▶ WHAT THE TASK ASKS: Extend the Llama.cpp starter setup guide below, starting right after the last entry it shows.

Install Llama.cpp on your machine.
Clone the repository: git clone https://github.com/lgrammel/modelfusion-llamacpp-nextjs-starter.git
Install dependencies: npm install
Start the development server: npm run dev

For each example, you also need to download the GGUF model and start the Llama.cpp server:

Examples

Llama 2

Model: Llama-2-7B-Chat-GGUF
Server start: ./server -m models/llama-2-7b-chat.Q4_K_M.gguf (with the right model path)
Go to http://localhost:3000/llama2
Code: app/api/llama/route.ts

Mistral Instruct

Model: Mistral-7B-Instruct-v0.2-GGUF
Server start: ./server -m models/mistral-7b-instruct-v0.2.Q4_K_M.gguf (with the right model path)
Go to http://localhost:3000/mistral
Code: app/api/mistral/route.ts

Mixtral Instruct

Model: Mixtral-8x7B-Instruct-v0.1-GGUF
Server start: ./server -m models/mixtral-8x7b-instruct-v0.1.Q4_K_M.gguf (with the right model path)
Go to http://localhost:3000/mixtral
Code: app/api/mixtral/route.ts

OpenHermes 2.5

Model: OpenHermes-2.5-Mistral-7B-GGUF
Server start: ./server -m models/openhermes-2.5-mistral-7b.Q4_K_M.gguf (with the right model path)

▶ ROWS:
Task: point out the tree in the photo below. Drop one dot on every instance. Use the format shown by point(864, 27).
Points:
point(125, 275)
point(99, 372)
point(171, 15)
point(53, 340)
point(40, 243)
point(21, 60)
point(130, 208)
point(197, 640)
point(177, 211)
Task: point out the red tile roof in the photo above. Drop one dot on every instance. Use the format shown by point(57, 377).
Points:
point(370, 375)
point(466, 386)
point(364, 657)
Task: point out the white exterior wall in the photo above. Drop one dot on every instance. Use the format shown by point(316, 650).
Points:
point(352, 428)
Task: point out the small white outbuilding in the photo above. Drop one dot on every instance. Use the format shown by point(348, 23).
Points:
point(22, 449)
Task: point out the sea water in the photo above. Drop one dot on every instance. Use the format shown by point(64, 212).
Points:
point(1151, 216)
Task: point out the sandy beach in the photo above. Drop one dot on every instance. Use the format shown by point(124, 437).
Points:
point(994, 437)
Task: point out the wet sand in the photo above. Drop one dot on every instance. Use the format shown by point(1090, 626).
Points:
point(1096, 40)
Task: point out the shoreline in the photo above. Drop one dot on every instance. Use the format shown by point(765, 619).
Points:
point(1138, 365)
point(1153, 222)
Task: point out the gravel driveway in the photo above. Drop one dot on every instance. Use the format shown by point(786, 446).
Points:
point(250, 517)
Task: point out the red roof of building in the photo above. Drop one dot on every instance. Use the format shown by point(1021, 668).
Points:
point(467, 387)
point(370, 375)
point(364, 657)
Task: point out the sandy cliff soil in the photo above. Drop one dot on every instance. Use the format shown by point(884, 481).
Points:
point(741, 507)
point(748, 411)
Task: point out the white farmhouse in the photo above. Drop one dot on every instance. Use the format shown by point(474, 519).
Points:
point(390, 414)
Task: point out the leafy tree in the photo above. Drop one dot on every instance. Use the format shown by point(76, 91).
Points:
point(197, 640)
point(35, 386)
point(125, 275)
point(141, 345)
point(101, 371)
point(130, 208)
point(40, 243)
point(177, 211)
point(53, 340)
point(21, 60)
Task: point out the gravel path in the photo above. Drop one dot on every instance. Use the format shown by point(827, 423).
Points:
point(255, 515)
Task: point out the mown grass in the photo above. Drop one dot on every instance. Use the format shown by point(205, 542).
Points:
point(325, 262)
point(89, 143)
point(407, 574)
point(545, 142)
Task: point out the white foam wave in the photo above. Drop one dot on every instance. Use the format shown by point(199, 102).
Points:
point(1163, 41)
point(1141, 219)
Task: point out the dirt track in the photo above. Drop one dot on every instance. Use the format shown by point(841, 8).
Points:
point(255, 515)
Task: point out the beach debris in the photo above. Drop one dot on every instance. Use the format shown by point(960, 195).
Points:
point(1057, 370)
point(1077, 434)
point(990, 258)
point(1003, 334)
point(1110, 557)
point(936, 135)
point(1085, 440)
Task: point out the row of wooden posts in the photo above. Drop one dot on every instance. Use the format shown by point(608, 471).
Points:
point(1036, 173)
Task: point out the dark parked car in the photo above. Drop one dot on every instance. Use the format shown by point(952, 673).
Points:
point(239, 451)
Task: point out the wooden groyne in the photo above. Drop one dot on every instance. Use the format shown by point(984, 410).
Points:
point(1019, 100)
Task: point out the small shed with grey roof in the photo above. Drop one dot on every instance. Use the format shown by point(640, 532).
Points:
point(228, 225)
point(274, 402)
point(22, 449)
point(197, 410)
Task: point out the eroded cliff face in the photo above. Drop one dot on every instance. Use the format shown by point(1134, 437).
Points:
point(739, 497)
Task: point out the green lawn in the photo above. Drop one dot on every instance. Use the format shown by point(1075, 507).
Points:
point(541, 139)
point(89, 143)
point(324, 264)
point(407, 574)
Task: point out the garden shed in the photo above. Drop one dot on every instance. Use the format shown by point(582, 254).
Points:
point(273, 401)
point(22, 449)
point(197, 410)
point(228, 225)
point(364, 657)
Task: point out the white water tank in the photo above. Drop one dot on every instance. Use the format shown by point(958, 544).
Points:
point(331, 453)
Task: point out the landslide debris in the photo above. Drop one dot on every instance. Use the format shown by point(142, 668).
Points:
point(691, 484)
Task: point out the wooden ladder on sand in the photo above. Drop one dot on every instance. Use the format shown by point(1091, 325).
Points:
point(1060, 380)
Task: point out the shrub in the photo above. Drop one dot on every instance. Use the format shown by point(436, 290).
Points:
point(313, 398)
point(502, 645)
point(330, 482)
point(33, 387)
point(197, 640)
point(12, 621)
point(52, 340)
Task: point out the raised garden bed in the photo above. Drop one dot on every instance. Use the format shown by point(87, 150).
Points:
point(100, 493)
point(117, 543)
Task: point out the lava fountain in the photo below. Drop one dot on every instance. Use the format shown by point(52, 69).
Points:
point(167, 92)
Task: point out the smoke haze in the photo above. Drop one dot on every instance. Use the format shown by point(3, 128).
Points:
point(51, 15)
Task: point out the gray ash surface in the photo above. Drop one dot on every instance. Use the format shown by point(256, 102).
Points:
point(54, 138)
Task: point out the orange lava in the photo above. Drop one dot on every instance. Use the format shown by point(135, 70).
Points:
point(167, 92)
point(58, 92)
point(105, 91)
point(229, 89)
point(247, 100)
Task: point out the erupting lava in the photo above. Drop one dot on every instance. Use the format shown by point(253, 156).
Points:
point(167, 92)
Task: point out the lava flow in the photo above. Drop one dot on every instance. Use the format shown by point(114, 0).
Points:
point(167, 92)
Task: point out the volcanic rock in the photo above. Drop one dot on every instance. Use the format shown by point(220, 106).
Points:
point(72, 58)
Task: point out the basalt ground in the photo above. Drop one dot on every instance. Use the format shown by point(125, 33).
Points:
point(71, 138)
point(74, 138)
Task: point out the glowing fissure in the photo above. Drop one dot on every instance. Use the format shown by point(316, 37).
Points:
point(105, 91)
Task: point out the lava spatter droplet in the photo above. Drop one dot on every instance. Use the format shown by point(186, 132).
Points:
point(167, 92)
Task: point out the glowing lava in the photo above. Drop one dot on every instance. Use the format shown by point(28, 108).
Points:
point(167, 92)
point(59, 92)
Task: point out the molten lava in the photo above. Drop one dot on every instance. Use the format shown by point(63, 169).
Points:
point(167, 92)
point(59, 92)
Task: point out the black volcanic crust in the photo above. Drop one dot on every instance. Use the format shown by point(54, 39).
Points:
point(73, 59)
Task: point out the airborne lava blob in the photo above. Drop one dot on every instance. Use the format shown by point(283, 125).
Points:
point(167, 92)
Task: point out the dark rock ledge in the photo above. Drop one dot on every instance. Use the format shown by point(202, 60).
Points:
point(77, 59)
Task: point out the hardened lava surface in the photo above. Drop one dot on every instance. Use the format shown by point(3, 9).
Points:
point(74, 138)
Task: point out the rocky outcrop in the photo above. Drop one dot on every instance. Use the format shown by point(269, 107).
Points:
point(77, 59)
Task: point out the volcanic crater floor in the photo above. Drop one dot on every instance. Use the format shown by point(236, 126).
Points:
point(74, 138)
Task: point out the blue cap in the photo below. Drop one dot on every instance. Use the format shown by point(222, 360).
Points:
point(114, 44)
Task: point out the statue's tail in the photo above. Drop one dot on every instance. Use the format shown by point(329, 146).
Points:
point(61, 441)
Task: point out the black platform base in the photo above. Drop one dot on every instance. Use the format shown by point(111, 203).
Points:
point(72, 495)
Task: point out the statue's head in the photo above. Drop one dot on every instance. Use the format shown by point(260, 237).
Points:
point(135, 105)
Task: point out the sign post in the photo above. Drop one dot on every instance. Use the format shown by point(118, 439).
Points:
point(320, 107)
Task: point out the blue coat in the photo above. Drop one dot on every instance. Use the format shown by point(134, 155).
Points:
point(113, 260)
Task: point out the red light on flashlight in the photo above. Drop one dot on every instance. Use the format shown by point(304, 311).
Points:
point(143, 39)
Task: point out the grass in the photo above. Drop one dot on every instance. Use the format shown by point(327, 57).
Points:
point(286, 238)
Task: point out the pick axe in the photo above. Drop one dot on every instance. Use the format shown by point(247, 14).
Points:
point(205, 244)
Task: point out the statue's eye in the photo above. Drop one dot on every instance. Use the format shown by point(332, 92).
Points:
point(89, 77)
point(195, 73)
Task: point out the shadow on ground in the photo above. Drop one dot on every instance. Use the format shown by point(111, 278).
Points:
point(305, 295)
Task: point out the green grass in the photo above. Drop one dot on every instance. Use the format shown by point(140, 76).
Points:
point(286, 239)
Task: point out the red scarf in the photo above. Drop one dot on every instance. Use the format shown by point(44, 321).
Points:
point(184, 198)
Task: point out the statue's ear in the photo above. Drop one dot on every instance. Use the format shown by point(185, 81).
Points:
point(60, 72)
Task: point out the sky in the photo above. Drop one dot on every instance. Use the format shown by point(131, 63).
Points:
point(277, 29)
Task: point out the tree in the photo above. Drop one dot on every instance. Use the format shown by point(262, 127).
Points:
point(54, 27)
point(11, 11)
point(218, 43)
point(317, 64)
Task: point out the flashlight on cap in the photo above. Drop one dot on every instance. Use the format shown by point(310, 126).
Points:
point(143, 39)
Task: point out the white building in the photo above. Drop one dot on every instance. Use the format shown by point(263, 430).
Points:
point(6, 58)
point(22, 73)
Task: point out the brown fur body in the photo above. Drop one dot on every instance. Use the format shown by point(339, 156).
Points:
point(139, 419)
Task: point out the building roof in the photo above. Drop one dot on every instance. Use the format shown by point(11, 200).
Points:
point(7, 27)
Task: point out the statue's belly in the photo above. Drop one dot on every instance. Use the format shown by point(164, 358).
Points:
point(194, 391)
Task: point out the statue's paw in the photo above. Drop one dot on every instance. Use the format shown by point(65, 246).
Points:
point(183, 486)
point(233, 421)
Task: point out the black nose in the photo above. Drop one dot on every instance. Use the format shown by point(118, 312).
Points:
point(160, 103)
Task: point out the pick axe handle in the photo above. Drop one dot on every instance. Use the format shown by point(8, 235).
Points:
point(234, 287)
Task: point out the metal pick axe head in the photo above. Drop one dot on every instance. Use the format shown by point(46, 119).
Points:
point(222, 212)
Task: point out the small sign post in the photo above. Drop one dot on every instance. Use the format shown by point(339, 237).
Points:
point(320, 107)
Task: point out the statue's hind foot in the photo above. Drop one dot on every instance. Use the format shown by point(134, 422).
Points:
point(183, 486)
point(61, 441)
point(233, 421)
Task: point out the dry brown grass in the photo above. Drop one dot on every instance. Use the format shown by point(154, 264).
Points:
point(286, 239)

▶ EXERCISE RESULT:
Go to http://localhost:3000/openhermes
Code: app/api/openhermes/route.ts

Example Route

import { ModelFusionTextStream, asChatMessages } from "@modelfusion/vercel-ai";
import { Message, StreamingTextResponse } from "ai";
import { llamacpp, streamText, trimChatPrompt } from "modelfusion";

export const runtime = "edge";

export async function POST(req: Request) {
  const { messages }: { messages: Message[] } = await req.json();

  const model = llamacpp
    .CompletionTextGenerator({
      promptTemplate: llamacpp.prompt.Llama2, // choose the correct prompt template
      temperature: 0,
      cachePrompt: true,
      contextWindowSize: 4096, // Llama 2 context window size
      maxGenerationTokens: 512, // Room for answer
    })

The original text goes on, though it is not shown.